--- Input for this task ---
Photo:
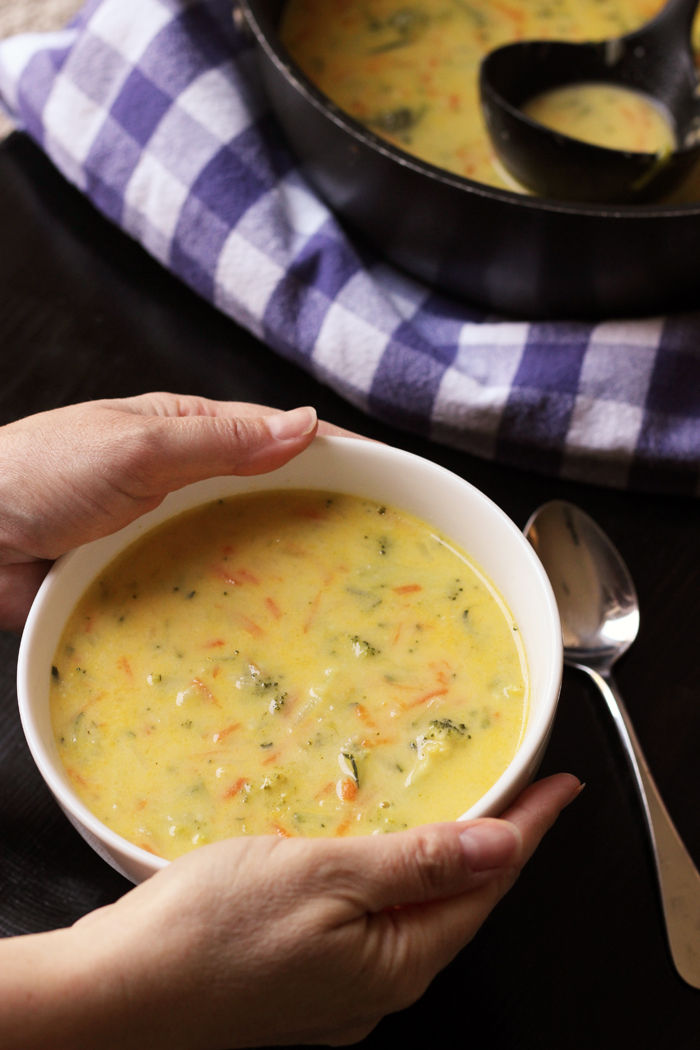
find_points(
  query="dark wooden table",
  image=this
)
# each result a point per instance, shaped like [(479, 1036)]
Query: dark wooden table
[(575, 958)]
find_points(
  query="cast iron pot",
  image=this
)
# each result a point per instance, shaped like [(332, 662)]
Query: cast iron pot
[(507, 253)]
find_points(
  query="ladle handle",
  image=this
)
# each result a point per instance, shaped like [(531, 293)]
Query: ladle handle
[(679, 881)]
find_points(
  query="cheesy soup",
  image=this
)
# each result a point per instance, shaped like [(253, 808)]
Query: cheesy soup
[(290, 663), (607, 116), (408, 70)]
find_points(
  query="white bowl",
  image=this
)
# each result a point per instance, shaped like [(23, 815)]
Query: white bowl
[(341, 464)]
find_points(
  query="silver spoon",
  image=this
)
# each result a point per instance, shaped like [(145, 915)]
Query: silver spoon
[(599, 613)]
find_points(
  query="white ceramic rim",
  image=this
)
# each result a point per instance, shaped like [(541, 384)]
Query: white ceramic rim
[(366, 455)]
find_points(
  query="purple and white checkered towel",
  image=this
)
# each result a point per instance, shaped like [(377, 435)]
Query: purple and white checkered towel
[(154, 109)]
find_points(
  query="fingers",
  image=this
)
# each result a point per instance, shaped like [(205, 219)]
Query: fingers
[(438, 931), (534, 812), (169, 453), (177, 404)]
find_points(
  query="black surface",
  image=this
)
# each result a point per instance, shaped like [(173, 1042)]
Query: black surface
[(506, 252), (575, 957)]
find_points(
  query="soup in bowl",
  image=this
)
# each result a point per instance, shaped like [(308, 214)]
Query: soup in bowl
[(354, 644)]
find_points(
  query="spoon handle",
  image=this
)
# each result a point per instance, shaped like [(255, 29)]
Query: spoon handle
[(679, 881)]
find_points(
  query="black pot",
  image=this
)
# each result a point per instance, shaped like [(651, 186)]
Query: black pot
[(507, 253)]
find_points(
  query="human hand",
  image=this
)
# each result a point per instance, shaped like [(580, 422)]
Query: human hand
[(80, 473), (267, 942)]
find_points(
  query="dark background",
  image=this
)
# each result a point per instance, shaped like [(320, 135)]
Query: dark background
[(575, 957)]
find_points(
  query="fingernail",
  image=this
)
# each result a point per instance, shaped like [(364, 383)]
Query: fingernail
[(288, 425), (490, 843)]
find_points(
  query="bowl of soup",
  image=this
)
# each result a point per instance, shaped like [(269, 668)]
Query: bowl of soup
[(379, 101), (357, 643)]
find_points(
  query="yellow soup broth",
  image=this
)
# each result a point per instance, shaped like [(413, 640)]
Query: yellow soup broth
[(290, 663), (408, 70)]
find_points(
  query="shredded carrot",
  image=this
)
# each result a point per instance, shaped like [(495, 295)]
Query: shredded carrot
[(206, 691), (363, 715), (226, 732), (314, 610), (235, 788), (250, 626), (425, 698), (125, 666)]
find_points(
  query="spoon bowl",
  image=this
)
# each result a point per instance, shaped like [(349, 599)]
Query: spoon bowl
[(594, 590), (655, 61), (599, 615)]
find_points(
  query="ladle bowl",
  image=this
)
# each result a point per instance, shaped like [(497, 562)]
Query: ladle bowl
[(655, 61)]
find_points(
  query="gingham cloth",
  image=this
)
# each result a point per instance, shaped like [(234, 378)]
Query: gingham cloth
[(154, 109)]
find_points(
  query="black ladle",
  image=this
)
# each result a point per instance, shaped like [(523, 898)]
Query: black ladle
[(655, 60)]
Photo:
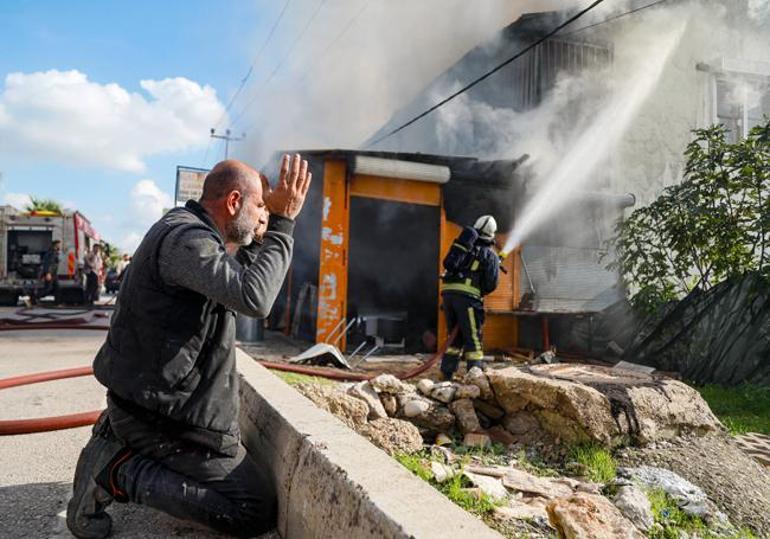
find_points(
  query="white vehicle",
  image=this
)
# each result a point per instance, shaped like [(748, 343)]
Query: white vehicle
[(25, 237)]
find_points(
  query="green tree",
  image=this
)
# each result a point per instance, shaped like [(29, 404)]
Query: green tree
[(713, 226), (43, 204)]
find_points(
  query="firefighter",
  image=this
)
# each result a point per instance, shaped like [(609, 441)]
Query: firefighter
[(472, 268), (49, 274)]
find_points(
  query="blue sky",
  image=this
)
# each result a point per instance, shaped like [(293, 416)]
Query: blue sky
[(122, 43)]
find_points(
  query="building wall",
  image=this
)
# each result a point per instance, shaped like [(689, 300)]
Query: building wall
[(650, 156)]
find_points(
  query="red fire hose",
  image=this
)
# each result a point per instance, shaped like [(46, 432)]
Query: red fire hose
[(44, 424)]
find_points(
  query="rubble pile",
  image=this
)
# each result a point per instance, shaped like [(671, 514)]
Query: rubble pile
[(549, 405), (364, 414)]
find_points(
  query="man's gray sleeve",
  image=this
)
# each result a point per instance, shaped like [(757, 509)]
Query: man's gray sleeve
[(194, 258)]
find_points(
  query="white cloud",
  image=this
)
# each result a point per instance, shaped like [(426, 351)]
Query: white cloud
[(17, 200), (148, 202), (130, 242), (63, 116)]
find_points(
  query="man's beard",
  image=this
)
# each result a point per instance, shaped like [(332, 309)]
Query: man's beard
[(240, 230)]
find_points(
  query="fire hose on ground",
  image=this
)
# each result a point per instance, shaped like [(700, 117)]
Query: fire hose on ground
[(45, 424)]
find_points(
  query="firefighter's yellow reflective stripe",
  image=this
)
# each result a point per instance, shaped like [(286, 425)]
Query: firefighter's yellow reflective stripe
[(71, 264), (474, 333), (461, 287)]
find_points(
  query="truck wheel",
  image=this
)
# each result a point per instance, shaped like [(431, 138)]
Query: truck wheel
[(71, 296), (9, 299)]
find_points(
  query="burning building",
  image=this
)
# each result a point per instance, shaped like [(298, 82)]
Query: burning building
[(603, 109)]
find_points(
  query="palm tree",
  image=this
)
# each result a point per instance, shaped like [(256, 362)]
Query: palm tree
[(43, 204)]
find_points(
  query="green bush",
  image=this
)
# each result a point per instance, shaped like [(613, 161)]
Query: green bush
[(742, 409)]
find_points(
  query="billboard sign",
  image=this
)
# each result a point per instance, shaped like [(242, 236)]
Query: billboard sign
[(189, 184)]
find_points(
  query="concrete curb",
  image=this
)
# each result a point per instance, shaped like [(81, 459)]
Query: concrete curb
[(331, 482)]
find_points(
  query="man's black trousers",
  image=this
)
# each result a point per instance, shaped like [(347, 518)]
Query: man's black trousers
[(466, 313), (233, 495)]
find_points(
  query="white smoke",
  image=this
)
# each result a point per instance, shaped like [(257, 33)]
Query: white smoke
[(389, 54)]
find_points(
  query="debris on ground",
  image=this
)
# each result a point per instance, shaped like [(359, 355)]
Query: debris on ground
[(589, 515), (502, 444), (393, 435), (738, 484)]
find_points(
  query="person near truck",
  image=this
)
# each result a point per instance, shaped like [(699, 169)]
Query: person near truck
[(471, 272), (49, 273), (93, 269), (169, 438)]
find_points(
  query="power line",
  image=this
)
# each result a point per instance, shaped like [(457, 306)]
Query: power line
[(614, 17), (280, 64), (488, 74), (342, 32), (253, 65), (328, 47)]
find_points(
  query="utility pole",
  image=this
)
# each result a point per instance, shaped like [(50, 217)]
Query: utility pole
[(227, 138)]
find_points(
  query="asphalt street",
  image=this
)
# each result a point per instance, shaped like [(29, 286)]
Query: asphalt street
[(36, 469)]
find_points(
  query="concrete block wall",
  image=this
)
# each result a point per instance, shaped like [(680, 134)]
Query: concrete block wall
[(332, 482)]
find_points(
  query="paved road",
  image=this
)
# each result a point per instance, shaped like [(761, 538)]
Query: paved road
[(36, 469)]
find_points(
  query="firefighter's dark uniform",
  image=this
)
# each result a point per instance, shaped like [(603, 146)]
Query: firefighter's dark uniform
[(462, 293)]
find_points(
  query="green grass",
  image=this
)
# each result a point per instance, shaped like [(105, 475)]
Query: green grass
[(673, 520), (419, 465), (293, 378), (492, 454), (535, 465), (742, 408), (598, 461)]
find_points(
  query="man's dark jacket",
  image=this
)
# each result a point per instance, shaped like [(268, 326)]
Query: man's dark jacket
[(169, 356)]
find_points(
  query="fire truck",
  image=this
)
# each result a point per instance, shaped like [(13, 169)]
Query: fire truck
[(25, 237)]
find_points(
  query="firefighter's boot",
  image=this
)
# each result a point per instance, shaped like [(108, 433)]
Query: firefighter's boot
[(91, 490)]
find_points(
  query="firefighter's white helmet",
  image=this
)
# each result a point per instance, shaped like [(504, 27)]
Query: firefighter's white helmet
[(486, 227)]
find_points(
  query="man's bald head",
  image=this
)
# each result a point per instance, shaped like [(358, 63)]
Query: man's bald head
[(233, 195), (227, 176)]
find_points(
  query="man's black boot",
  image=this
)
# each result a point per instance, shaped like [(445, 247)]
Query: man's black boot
[(94, 488)]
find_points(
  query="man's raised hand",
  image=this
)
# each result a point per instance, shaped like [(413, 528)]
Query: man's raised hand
[(289, 195)]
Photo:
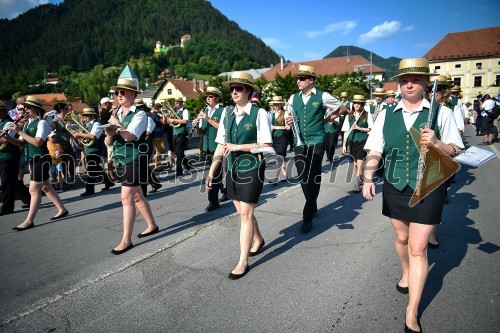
---
# Stated problem
Filter the records above down to every line containing the string "background", and copy those lines. Matching is case-sensitive.

# Result
  query="dark background",
Query: dark background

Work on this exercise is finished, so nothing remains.